Each line from the one containing "Exercise. Put one marker on every instance of the sidewalk" through the end of the entries below must be output exactly; no other line belongs.

----- Data to examine

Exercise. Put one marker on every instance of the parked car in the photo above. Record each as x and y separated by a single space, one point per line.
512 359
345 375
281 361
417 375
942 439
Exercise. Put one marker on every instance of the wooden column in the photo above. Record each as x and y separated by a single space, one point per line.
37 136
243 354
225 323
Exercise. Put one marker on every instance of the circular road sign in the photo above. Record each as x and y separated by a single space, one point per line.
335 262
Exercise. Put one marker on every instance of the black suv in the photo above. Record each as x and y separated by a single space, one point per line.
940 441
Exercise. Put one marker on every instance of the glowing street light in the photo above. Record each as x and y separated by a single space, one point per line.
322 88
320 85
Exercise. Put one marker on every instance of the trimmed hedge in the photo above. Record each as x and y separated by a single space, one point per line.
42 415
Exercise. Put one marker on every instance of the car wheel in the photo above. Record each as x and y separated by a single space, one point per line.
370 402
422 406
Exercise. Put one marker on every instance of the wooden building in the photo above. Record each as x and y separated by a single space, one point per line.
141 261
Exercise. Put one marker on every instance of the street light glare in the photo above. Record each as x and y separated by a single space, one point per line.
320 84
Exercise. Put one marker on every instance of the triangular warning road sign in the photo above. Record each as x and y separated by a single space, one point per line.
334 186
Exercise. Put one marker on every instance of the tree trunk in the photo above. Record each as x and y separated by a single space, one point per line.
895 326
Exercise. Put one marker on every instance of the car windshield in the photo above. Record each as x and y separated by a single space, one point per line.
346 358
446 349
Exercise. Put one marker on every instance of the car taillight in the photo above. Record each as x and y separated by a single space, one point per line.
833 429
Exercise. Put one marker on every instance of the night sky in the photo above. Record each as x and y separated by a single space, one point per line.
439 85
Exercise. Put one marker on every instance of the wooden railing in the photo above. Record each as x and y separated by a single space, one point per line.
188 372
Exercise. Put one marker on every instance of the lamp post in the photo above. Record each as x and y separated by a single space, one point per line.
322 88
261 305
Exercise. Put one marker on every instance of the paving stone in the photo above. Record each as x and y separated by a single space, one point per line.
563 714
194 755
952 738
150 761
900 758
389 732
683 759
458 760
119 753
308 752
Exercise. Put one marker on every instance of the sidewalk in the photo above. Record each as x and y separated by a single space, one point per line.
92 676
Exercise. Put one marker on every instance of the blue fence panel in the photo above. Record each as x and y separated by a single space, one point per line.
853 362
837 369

----------

» Written answer
Exercise. Put one marker on every instance of the sidewalk in the photo above. Record each as x and y separated by a single space, one point per line.
92 676
Exercise. Put one marker on every instance of the blue fence panel in the photo above. Record each as x and y separated by a single space, one point per line.
853 362
837 369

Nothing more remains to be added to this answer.